Return the records in full, exactly as given.

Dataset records
────
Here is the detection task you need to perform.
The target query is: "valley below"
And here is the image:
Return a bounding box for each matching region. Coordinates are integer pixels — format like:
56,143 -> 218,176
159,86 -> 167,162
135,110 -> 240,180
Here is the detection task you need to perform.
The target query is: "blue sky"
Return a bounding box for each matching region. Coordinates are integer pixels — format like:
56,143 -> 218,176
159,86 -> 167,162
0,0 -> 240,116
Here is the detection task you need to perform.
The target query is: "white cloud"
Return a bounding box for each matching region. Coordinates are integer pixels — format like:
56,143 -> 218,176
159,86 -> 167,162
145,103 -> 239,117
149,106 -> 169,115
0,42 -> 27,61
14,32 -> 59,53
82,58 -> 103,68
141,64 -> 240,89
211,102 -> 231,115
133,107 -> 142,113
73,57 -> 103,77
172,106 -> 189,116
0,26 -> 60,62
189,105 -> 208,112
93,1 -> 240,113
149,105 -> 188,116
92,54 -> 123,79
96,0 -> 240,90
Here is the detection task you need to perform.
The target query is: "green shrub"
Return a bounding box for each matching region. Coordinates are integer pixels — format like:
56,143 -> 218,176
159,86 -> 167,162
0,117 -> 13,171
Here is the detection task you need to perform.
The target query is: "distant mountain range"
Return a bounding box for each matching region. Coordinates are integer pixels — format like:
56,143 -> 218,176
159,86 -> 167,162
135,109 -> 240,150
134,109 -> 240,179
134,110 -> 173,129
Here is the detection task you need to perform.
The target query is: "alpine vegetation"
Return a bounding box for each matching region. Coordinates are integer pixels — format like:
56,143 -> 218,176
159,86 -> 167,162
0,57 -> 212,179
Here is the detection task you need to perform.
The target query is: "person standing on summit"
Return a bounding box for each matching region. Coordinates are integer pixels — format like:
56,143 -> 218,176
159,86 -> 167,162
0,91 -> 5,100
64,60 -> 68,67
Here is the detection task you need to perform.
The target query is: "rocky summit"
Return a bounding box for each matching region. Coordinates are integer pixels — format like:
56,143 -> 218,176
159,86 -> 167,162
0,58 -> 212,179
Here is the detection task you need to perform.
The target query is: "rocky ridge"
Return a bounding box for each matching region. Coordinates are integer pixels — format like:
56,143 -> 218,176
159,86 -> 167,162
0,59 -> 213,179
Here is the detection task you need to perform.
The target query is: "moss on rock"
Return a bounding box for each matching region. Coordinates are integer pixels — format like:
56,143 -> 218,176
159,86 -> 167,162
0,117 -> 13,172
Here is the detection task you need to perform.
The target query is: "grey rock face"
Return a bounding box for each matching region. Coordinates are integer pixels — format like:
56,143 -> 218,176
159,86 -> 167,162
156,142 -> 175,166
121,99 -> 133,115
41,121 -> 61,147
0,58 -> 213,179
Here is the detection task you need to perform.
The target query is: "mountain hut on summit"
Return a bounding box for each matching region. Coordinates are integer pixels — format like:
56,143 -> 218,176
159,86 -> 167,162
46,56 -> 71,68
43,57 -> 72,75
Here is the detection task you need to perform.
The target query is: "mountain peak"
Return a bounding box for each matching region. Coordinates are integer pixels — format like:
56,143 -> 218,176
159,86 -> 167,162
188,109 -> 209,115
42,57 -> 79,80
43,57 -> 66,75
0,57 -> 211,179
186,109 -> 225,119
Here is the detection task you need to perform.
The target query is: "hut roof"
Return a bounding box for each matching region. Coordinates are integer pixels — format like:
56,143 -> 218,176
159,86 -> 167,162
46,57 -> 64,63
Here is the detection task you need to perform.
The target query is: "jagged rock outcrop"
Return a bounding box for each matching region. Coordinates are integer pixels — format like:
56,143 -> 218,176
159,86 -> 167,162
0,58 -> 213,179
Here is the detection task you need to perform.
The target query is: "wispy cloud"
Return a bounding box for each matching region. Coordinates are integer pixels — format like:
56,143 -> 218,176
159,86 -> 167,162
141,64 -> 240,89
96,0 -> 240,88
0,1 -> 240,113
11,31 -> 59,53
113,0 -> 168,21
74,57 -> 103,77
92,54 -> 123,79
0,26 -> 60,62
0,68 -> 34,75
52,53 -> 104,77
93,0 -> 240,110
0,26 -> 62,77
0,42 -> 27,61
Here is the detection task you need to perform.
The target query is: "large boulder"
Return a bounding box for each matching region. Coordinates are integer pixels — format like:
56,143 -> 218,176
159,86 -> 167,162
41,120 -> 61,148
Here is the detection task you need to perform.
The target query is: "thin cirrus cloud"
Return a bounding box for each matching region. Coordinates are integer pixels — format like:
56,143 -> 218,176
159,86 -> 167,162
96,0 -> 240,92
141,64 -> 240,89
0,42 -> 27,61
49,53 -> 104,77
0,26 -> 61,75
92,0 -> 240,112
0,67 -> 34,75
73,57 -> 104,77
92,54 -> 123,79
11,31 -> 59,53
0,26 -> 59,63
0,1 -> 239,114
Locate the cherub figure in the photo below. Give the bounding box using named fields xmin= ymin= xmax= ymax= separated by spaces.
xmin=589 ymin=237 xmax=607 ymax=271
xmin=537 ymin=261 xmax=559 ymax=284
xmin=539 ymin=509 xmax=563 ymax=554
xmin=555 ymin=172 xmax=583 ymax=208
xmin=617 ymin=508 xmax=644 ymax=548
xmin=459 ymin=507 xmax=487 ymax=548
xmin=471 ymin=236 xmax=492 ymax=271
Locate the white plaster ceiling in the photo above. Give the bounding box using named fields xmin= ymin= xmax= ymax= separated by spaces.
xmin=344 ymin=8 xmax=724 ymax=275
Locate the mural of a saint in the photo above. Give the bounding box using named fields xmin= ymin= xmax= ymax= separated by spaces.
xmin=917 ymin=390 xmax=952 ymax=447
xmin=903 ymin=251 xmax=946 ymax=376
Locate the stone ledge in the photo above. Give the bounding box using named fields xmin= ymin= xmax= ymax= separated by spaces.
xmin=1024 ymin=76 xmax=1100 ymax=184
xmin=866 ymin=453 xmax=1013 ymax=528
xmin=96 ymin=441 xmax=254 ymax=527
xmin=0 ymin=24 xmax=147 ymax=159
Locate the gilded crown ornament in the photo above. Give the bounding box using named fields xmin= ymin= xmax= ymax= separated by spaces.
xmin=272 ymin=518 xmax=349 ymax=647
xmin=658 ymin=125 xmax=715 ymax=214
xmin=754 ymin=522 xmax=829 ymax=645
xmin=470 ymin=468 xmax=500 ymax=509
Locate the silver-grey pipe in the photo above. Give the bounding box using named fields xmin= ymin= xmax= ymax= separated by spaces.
────
• _Answer area_:
Here is the detection task you need to perform.
The target query is: "valley below"
And here is the image:
Return a bounding box for each matching region. Coordinates are integer pixels — format like:
56,143 -> 218,176
159,86 -> 167,162
135,110 -> 240,180
Here is the detection task you need to perform.
The target query is: "blue sky"
Return a bounding box for each matching region. Coordinates are integer pixels — format like:
56,143 -> 218,176
159,86 -> 167,162
0,0 -> 240,116
Here is the detection task you need to perform.
The target query is: "white cloud"
Return a bounding box for each matching region. Coordinates are integer pixels — format like:
56,143 -> 218,176
159,86 -> 167,162
145,103 -> 239,117
149,106 -> 169,115
0,42 -> 27,61
14,32 -> 59,53
82,58 -> 103,68
141,64 -> 240,89
211,102 -> 231,115
133,107 -> 142,113
73,57 -> 103,77
172,106 -> 189,116
0,26 -> 60,62
189,105 -> 208,112
93,1 -> 240,113
149,105 -> 188,116
92,54 -> 123,79
96,0 -> 240,90
Here is the detection task you need to perform.
The target query is: "green shrub"
Return a bounding box for each matching region. Coordinates are integer pixels — format like:
56,143 -> 218,176
159,86 -> 167,162
0,117 -> 13,171
Here is the detection task you need to perform.
The target query is: "distant mountain range"
Return a bounding box for each matching region. Coordinates are integer pixels — format like:
56,143 -> 218,176
159,86 -> 167,162
135,109 -> 240,150
134,109 -> 240,179
134,110 -> 173,129
Here is the detection task you need to perform.
The target query is: "alpine vegetation"
Return a bounding box for each matching region. Coordinates are integer pixels — format like:
56,143 -> 218,176
159,86 -> 167,162
0,57 -> 212,179
Here is the detection task you need to perform.
The target query is: "person standing on summit"
Return a bounding box for each matching region. Coordinates are integer pixels — format like:
56,143 -> 218,176
159,86 -> 167,162
0,91 -> 5,100
64,60 -> 68,67
Here is the detection task you need to perform.
The target query is: "rocky summit"
Return a bounding box for each matching region. Coordinates are integer pixels — format like:
56,143 -> 218,176
159,86 -> 167,162
0,58 -> 212,179
Here is the detection task you need to perform.
The target query is: "rocky ridge"
Return a bounding box for each matching region. Coordinates are integer pixels — format like:
56,143 -> 218,176
159,86 -> 167,162
0,59 -> 213,179
Here is the detection task you need to perform.
The target query is: "moss on rock"
Return a bounding box for each matching region. Coordinates are integer pixels — format like:
56,143 -> 218,176
159,86 -> 167,162
0,117 -> 13,172
Here is the detection task you need to perform.
The target query is: "grey rock face"
Return a bounding box for each matching region. Coordinates are integer pixels — format like:
56,143 -> 218,176
159,86 -> 167,162
156,142 -> 175,166
121,99 -> 133,115
41,121 -> 61,147
0,58 -> 213,179
Here is the detection task you need to perform.
The target query is: "mountain hut on summit"
Return a bounding box for each matching region. Coordinates are integer pixels — format like:
56,143 -> 218,176
159,86 -> 167,162
46,56 -> 71,68
43,57 -> 72,75
Here is the detection task you need to perform.
The target query is: "mountain peak"
Return a bounding box for each matching region. Coordinates are integer pixels — format like:
56,143 -> 218,176
159,86 -> 167,162
188,109 -> 209,115
42,57 -> 79,80
43,57 -> 66,75
0,57 -> 211,179
186,109 -> 225,119
Here is the detection task you need to perform.
The target query is: "hut roof"
Return a bounding box for each matching region. Coordinates are integer pixels — format like:
56,143 -> 218,176
159,86 -> 167,162
46,57 -> 64,63
Here is the detection task you need to perform.
The target query is: "jagged rock outcrop"
Return a bounding box for each matching region. Coordinates are integer pixels — format like:
56,143 -> 218,176
159,86 -> 167,162
0,58 -> 213,179
Here is the detection task you need to perform.
The target query is: "wispy cloud"
Return a bounding box for each matching region. Coordinates are integer pixels — format like:
56,143 -> 218,176
159,86 -> 167,162
141,64 -> 240,89
96,0 -> 240,88
0,1 -> 240,113
11,31 -> 59,53
113,0 -> 168,21
74,57 -> 103,77
92,54 -> 123,79
0,26 -> 60,62
0,68 -> 34,75
52,53 -> 104,77
93,0 -> 240,110
0,26 -> 62,77
0,42 -> 27,61
Here is the detection task you need to perform.
The target query is: "large boulder"
Return a bounding box for each matching region. Coordinates are integer pixels — format like:
56,143 -> 218,176
159,86 -> 167,162
41,120 -> 61,148
Here is the detection task you need to perform.
The target query is: "thin cirrus cloud"
Return a bounding box for each matching region. Coordinates are integer pixels — format like:
56,143 -> 218,176
159,86 -> 167,162
96,0 -> 240,92
141,64 -> 240,89
0,42 -> 27,61
49,53 -> 104,77
0,26 -> 61,75
92,0 -> 240,112
0,67 -> 34,75
73,57 -> 104,77
92,54 -> 123,79
11,31 -> 59,53
0,26 -> 59,63
0,1 -> 239,114
Locate the cherub figure in the photo below. Give the bounding box using named fields xmin= ymin= xmax= ymax= separated by spaces.
xmin=589 ymin=237 xmax=607 ymax=271
xmin=537 ymin=261 xmax=559 ymax=284
xmin=539 ymin=509 xmax=563 ymax=554
xmin=555 ymin=172 xmax=583 ymax=208
xmin=617 ymin=508 xmax=644 ymax=548
xmin=459 ymin=507 xmax=487 ymax=548
xmin=471 ymin=236 xmax=492 ymax=271
Locate the white plaster ceiling in the photo above. Give the bounding box using named fields xmin= ymin= xmax= ymax= separated by spaces.
xmin=344 ymin=8 xmax=724 ymax=275
Locate the mural of a saint in the photo above. Give the bounding box using named fields xmin= ymin= xmax= ymax= separated by spaces.
xmin=917 ymin=390 xmax=952 ymax=447
xmin=903 ymin=251 xmax=946 ymax=376
Locate the stone ledge in the photo above. Give the bounding box using named fields xmin= ymin= xmax= ymax= separated by spaces.
xmin=1024 ymin=76 xmax=1100 ymax=184
xmin=866 ymin=453 xmax=1013 ymax=528
xmin=96 ymin=441 xmax=254 ymax=527
xmin=0 ymin=24 xmax=147 ymax=159
Locate the gilded crown ornament in the photo above. Give the bounding box using named fields xmin= ymin= xmax= ymax= separated by spaces.
xmin=272 ymin=518 xmax=349 ymax=647
xmin=658 ymin=125 xmax=715 ymax=214
xmin=754 ymin=522 xmax=829 ymax=645
xmin=470 ymin=468 xmax=500 ymax=509
Locate the silver-grey pipe in the photo above. Give the bounding box using named fields xmin= ymin= xmax= ymax= separated by spaces.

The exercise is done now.